The expected result is a verbatim repetition of the lines from the start of the entries through the line containing "Exercise. Pin every instance of the floodlight", with the pictures removed.

◆ Material for this exercise:
....

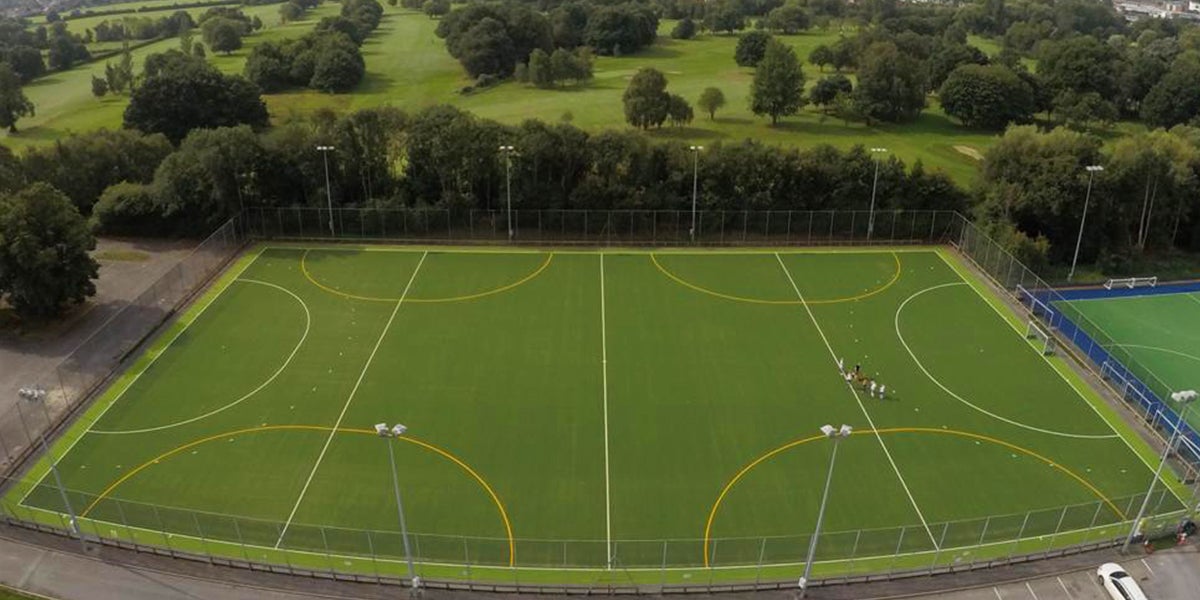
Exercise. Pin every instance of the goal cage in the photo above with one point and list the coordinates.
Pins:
(1132, 282)
(1038, 337)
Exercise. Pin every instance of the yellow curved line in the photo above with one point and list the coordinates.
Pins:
(304, 269)
(687, 283)
(477, 477)
(717, 505)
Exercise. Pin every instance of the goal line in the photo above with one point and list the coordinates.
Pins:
(1038, 336)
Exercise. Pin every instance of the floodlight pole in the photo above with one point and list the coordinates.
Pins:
(695, 187)
(1091, 174)
(329, 191)
(875, 184)
(1158, 472)
(508, 183)
(39, 395)
(837, 436)
(391, 433)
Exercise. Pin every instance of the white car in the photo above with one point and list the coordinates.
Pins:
(1119, 583)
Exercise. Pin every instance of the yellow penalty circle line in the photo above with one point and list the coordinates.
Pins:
(717, 505)
(483, 483)
(304, 268)
(687, 283)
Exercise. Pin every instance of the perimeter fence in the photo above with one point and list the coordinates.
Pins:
(1131, 379)
(27, 426)
(607, 227)
(645, 565)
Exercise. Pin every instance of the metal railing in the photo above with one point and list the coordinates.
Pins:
(642, 565)
(607, 227)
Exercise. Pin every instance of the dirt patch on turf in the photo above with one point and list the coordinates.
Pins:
(969, 151)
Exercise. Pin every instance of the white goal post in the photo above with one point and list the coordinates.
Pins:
(1035, 333)
(1132, 282)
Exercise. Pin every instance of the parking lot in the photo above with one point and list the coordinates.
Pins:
(1163, 576)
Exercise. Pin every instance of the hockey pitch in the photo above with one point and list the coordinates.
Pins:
(577, 414)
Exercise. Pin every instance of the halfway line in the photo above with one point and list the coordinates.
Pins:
(351, 397)
(604, 363)
(855, 393)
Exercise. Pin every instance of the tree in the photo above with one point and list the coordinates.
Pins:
(435, 9)
(99, 87)
(778, 88)
(711, 100)
(1175, 99)
(646, 99)
(487, 48)
(787, 19)
(987, 96)
(891, 85)
(827, 89)
(540, 71)
(751, 48)
(178, 101)
(45, 265)
(222, 34)
(684, 30)
(678, 111)
(13, 103)
(821, 55)
(291, 11)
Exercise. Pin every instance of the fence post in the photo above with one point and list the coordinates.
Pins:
(1017, 543)
(329, 558)
(204, 541)
(895, 555)
(1057, 528)
(241, 541)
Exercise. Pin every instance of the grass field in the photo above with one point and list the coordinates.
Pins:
(573, 409)
(408, 66)
(1159, 331)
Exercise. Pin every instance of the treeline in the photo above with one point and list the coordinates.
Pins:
(491, 39)
(328, 59)
(136, 184)
(22, 48)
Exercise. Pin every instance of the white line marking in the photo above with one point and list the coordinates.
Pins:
(153, 360)
(1081, 395)
(349, 399)
(307, 325)
(604, 363)
(1065, 591)
(855, 393)
(960, 399)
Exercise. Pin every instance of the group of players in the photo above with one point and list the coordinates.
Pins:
(856, 377)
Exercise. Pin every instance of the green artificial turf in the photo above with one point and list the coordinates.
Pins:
(1153, 335)
(610, 409)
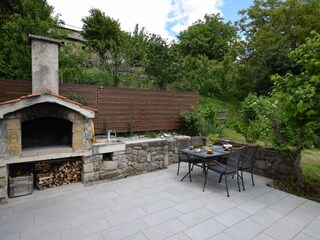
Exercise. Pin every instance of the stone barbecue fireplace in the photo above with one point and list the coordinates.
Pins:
(42, 126)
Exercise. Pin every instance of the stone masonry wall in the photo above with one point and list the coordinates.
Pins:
(269, 162)
(138, 158)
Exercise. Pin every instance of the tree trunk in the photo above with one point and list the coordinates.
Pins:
(296, 158)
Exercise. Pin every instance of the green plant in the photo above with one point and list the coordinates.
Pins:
(200, 121)
(77, 98)
(150, 134)
(212, 138)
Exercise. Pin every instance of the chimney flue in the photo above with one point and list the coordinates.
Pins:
(45, 64)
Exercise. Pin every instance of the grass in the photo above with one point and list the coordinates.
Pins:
(230, 134)
(310, 162)
(310, 165)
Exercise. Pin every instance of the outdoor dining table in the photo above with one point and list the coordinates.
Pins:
(218, 153)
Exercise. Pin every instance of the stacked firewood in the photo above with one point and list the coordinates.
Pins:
(53, 174)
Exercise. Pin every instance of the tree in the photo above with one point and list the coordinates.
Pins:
(161, 61)
(18, 19)
(272, 29)
(210, 37)
(291, 114)
(105, 37)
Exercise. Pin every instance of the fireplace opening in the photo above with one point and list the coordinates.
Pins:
(24, 178)
(46, 132)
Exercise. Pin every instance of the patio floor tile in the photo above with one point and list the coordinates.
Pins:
(164, 230)
(197, 216)
(158, 205)
(231, 217)
(313, 229)
(244, 230)
(283, 230)
(205, 230)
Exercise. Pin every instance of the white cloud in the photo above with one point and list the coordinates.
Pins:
(163, 17)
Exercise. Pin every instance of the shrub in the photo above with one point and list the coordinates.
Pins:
(200, 121)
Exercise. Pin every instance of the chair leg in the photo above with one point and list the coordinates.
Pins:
(220, 178)
(205, 178)
(242, 180)
(252, 178)
(238, 182)
(225, 176)
(190, 169)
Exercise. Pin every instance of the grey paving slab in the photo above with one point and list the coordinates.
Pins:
(178, 236)
(244, 230)
(158, 205)
(84, 230)
(263, 236)
(127, 216)
(164, 230)
(221, 236)
(205, 230)
(221, 206)
(96, 236)
(313, 229)
(161, 216)
(266, 217)
(90, 216)
(197, 216)
(283, 230)
(51, 231)
(303, 236)
(125, 230)
(231, 217)
(136, 236)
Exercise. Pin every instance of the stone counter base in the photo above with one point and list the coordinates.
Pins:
(137, 158)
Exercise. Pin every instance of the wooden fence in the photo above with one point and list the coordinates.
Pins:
(121, 109)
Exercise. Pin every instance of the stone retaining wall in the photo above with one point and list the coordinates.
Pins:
(269, 162)
(138, 158)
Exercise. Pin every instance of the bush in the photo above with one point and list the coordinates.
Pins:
(200, 122)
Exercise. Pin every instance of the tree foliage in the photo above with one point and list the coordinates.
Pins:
(18, 19)
(105, 38)
(210, 37)
(272, 29)
(290, 116)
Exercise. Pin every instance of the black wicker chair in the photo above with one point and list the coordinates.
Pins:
(230, 168)
(183, 143)
(247, 162)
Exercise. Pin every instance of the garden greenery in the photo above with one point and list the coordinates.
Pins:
(201, 121)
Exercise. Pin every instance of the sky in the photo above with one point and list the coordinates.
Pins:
(162, 17)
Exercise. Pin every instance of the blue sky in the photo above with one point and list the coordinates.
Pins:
(163, 17)
(232, 7)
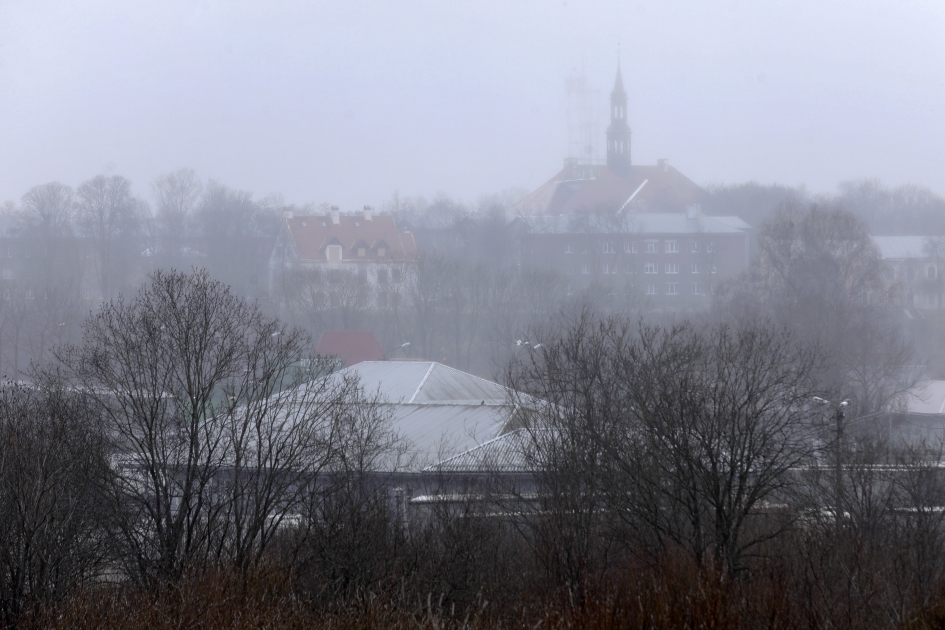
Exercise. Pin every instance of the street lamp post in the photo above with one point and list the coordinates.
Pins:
(838, 464)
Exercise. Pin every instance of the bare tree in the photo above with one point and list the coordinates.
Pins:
(684, 432)
(214, 431)
(176, 196)
(52, 466)
(48, 215)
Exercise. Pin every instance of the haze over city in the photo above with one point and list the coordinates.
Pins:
(346, 103)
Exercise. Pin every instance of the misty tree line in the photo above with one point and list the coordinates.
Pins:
(65, 250)
(188, 432)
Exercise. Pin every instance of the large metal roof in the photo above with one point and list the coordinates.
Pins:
(426, 382)
(436, 432)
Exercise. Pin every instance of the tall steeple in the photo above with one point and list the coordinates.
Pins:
(618, 133)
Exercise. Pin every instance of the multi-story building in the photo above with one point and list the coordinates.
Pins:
(672, 260)
(915, 264)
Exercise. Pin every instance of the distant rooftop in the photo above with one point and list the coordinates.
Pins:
(902, 247)
(354, 346)
(691, 222)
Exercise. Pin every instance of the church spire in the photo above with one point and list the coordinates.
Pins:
(618, 133)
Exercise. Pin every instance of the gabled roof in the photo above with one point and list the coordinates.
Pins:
(354, 346)
(311, 234)
(581, 188)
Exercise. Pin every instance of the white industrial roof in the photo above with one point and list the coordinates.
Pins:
(437, 410)
(425, 382)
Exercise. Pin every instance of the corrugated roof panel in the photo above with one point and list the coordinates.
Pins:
(436, 432)
(445, 384)
(396, 380)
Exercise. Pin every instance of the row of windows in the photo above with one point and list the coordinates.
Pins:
(672, 288)
(651, 268)
(651, 246)
(333, 252)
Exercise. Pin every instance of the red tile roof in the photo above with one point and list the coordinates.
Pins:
(354, 346)
(312, 234)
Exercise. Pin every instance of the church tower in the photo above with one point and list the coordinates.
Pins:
(618, 133)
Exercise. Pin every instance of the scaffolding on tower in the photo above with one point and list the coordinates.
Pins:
(583, 109)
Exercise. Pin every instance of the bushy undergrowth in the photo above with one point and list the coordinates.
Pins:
(672, 593)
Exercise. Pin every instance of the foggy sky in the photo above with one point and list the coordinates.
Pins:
(345, 102)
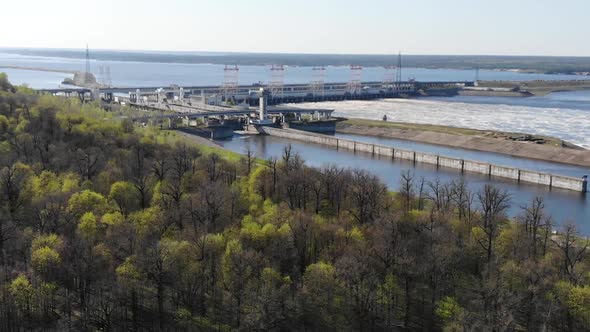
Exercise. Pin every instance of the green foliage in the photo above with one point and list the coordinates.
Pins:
(448, 309)
(87, 201)
(44, 259)
(124, 195)
(88, 227)
(22, 291)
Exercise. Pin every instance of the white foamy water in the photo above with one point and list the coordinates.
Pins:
(571, 125)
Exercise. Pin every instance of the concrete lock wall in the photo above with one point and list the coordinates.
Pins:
(568, 183)
(505, 172)
(476, 167)
(426, 158)
(557, 181)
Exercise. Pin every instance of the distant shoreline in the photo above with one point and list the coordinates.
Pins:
(551, 65)
(64, 71)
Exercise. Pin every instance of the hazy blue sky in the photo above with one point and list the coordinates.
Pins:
(521, 27)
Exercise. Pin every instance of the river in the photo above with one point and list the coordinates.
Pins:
(563, 205)
(132, 73)
(564, 114)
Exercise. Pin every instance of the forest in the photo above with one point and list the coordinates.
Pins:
(109, 226)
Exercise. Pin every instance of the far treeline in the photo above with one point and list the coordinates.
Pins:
(536, 64)
(106, 226)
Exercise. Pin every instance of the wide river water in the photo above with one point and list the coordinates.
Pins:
(565, 115)
(130, 73)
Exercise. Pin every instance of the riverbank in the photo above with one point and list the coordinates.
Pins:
(552, 149)
(51, 70)
(541, 87)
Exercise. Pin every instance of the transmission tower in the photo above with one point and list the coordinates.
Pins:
(276, 83)
(230, 81)
(388, 76)
(108, 79)
(318, 77)
(398, 73)
(356, 75)
(101, 75)
(87, 69)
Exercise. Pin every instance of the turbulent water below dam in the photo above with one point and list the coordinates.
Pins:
(565, 115)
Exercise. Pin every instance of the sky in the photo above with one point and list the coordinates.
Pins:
(498, 27)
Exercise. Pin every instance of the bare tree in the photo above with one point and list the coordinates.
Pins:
(407, 189)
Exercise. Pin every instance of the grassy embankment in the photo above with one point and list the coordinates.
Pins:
(447, 130)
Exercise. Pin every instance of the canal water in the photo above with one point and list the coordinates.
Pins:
(563, 205)
(488, 157)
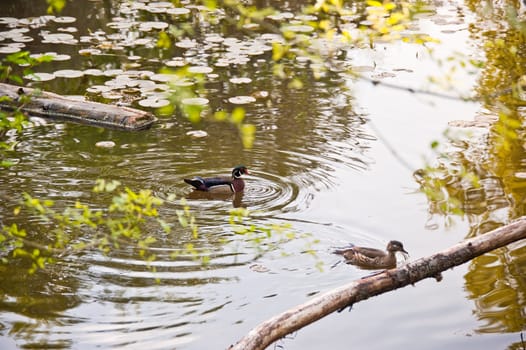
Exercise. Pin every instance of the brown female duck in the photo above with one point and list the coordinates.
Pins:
(371, 258)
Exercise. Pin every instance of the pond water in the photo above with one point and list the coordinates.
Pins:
(326, 160)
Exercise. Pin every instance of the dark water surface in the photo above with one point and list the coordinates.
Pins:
(320, 163)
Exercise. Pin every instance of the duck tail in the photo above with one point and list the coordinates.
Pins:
(342, 250)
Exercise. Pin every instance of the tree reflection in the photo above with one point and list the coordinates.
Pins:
(485, 179)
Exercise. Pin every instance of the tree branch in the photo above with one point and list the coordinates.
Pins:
(295, 318)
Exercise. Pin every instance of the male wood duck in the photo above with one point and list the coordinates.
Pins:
(371, 258)
(224, 184)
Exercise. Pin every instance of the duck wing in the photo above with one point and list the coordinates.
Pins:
(369, 252)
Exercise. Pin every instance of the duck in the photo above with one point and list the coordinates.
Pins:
(221, 184)
(372, 258)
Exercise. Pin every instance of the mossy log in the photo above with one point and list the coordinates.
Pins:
(34, 102)
(345, 296)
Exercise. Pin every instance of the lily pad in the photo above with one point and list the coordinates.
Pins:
(178, 11)
(200, 69)
(105, 144)
(69, 73)
(241, 100)
(40, 76)
(242, 80)
(154, 102)
(197, 133)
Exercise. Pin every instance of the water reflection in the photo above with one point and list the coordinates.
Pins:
(114, 300)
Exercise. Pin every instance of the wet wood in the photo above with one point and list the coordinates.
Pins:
(345, 296)
(49, 105)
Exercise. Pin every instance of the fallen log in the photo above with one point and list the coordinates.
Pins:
(34, 102)
(345, 296)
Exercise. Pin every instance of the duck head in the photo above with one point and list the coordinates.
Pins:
(238, 171)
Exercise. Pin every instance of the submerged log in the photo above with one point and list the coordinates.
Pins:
(34, 102)
(345, 296)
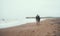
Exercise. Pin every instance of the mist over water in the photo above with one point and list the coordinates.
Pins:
(20, 9)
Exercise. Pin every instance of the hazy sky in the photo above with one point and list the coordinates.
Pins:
(23, 8)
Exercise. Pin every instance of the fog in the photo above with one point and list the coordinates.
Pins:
(20, 9)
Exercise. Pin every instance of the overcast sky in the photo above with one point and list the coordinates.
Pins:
(23, 8)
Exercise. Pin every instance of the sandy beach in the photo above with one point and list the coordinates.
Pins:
(48, 27)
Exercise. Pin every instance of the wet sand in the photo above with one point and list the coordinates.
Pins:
(48, 27)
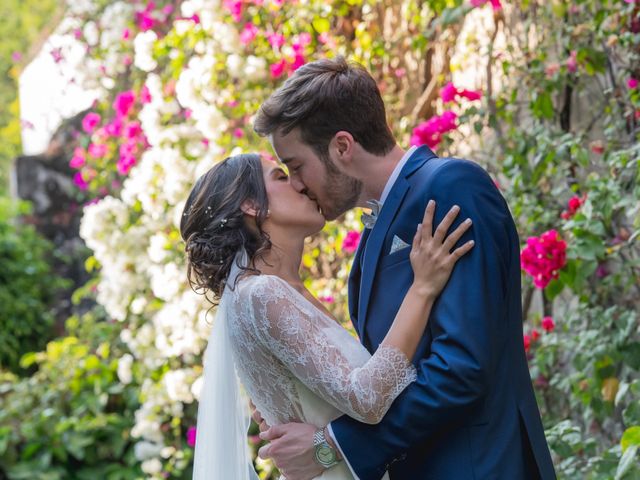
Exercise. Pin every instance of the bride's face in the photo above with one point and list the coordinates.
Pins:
(288, 208)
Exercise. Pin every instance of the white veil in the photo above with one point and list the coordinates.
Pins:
(221, 451)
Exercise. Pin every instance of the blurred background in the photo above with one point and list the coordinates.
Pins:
(112, 109)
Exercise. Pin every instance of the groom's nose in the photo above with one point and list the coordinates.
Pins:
(297, 184)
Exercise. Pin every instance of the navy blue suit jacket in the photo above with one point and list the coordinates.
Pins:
(472, 412)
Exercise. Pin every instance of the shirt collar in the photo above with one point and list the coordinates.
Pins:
(396, 173)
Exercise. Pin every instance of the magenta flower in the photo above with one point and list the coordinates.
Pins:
(235, 8)
(125, 164)
(298, 61)
(350, 242)
(249, 32)
(191, 436)
(548, 324)
(449, 92)
(79, 181)
(97, 150)
(572, 61)
(132, 130)
(430, 132)
(278, 68)
(90, 121)
(78, 160)
(145, 95)
(543, 257)
(124, 103)
(114, 128)
(495, 4)
(276, 40)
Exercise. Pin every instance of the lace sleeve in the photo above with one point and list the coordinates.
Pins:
(324, 356)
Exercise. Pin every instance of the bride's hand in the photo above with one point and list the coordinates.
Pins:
(432, 258)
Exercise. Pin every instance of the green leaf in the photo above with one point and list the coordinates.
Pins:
(626, 462)
(631, 437)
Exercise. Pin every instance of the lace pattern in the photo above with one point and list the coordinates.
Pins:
(278, 336)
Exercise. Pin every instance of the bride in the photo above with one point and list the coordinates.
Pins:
(244, 226)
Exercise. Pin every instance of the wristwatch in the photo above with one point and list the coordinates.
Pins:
(325, 453)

....

◆ Exercise response:
Exercise. Pin every instance of the goal cage in the photo above with one point and list the coordinates.
Pins:
(1132, 282)
(1038, 337)
Exercise. Pin every instance of the yellow curved line in the photo above with one point and list the coordinates.
Pins:
(304, 269)
(687, 283)
(477, 477)
(717, 505)
Exercise. Pin every instance of the goal line in the photo above with one point and list the coordinates.
Pins:
(1038, 336)
Exercise. Pin every instance of the floodlight pole in the photo above with one point and list the coordinates.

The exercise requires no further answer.